### Parts of the exercise
1. In the Soapdish movie review below, who plays the show's producer, David Seaton Barnes?
2. List every actor or actress the Soapdish movie review names.
3. Continue the Soapdish movie review beyond its last paragraph.

Thursday, May 22, 2008
Movie Classics: SOAPDISH
Sally Field portrays Celeste Talbert, the long-time star of a popular daytime drama The Sun Also Sets. Sally isn't an academy award winner for nothing, and when it comes to comedy, she is unrivaled. It's all in her delivery, the timing, the voice inflections -- and of course that wonderful crying, which she does a the drop of a hat.
Her pal in the movie is the show's writer Rose Schwartz, played by none othet than Whoopi Goldberg. The show's producer, David Seaton Barnes, is played by Robert Downey, Jr. Supporting player and bombshell Montana Moorehead (Cathy Moriarty) connives to replace Celeste Talbert as the lead, stopping at nothing. She shines in the villainous role, promising sexual favors to the producer.
Terri Hatcher is a member of the soap cast, as well. Dr. Monica Delmonico, I think - and her hair is piled ten inches high in an over-the-top 80's 90's do. Just as skinny as in her Housewives role, but a whole lot younger.

### Data to examine
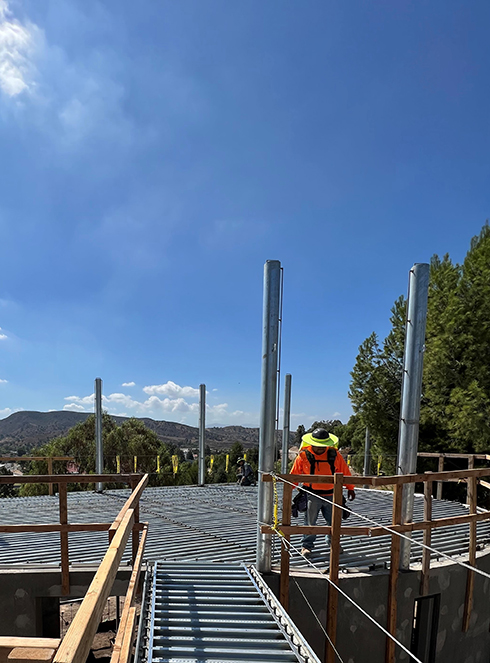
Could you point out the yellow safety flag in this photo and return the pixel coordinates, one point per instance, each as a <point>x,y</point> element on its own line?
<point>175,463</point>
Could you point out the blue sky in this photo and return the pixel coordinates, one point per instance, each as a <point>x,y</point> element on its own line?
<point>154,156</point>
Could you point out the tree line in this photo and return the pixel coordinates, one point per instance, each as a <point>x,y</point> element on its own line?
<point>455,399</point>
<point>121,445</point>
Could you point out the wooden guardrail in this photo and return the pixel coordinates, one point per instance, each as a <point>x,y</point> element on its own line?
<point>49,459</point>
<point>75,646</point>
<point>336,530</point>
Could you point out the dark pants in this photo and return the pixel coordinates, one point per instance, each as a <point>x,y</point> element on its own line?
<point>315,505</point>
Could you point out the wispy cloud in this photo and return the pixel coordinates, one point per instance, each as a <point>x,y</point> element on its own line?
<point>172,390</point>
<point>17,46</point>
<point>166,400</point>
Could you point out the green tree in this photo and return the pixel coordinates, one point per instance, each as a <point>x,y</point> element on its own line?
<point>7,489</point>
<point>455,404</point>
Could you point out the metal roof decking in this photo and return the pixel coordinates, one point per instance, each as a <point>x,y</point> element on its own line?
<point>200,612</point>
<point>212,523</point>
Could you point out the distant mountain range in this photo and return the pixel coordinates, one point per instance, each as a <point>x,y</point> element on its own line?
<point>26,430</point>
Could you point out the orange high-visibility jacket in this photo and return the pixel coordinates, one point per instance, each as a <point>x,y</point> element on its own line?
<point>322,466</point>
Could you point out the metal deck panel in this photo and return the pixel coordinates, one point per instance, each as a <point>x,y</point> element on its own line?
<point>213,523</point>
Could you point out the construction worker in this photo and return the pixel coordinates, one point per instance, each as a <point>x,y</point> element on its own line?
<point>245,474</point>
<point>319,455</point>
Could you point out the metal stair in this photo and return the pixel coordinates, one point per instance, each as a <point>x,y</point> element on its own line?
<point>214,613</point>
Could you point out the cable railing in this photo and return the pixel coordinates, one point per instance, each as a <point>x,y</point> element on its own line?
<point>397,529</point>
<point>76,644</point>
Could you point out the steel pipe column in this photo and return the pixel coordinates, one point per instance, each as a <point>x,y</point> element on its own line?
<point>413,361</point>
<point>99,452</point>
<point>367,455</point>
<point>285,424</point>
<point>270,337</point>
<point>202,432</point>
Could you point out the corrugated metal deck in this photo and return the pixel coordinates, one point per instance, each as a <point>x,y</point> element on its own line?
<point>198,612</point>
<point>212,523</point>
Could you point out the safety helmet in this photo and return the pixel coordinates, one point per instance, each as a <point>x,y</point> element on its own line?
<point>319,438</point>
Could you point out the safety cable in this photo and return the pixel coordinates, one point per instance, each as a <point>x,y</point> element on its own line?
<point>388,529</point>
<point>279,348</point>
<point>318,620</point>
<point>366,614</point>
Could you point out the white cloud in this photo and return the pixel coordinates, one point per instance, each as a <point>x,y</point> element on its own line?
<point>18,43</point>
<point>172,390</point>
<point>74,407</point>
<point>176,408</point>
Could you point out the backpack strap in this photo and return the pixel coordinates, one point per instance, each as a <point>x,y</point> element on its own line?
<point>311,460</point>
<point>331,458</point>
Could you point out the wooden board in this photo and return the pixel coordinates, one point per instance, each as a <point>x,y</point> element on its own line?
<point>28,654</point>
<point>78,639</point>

### Answers to the problems
1. Robert Downey, Jr.

2. Sally Field, Whoopi Goldberg, Robert Downey, Jr., Cathy Moriarty, Terri Hatcher

3.
Twenty years previous, Celeste had a falling out with fellow actor and boyfriend Jeffrey Anderson (Kevin Kline), who was discharged at Talbert's request. He is reduced to playing roles such as Willy Loman before crowds of clueless elderly people at a Florida dinner theater. I adore Kevin Kline in roles like this--another fave is frech Kiss--and his melodramatic egomaniacal character is still loveable and vilnerable, because it's Kevin Kline at his best.
Talbert's niece, Lori Craven (Elizabeth Shue) wrangles a role on the The Sun Also Sets as a destitute deaf-mute. The two meet on the set playing a scene where Talbert serves soup to a line of homeless people.
Anderson is called back to the show under dubious circumstances (his character had been decapitated in a motor wreck), to needle Talbert. He and Craven spark up a relationship which Talbert unaccountably finds offensive. It turns out Craven is her daughter by Anderson, not her niece. The ensuing fallout leads to all three actors - Talbert, Craven and Anderson - to demand "They go or I go."
In a climactic conclusion, the actors head into an episode aired live where they must read their lines from a teleprompter. Craven's character is set to die because of Brain Fever. The actors begin to ad-lib when Nurse Nan arrives and suggests a brain transplant. Talbert's character chooses to save Craven via the proposed brain transplant.
A brain transplant?
"I'm the donor! Take my brain!" says Sally Fields' character.
"I don't think you realize how serious this is," replies Kline. "You will not have a brain when it is complete!"
And as actors on the soap opera, they go through with a brain transplant in a restaurant - adlibbing the entire thing. "Sterlize the area!" I can't tell you how many times I've laughed at this movie.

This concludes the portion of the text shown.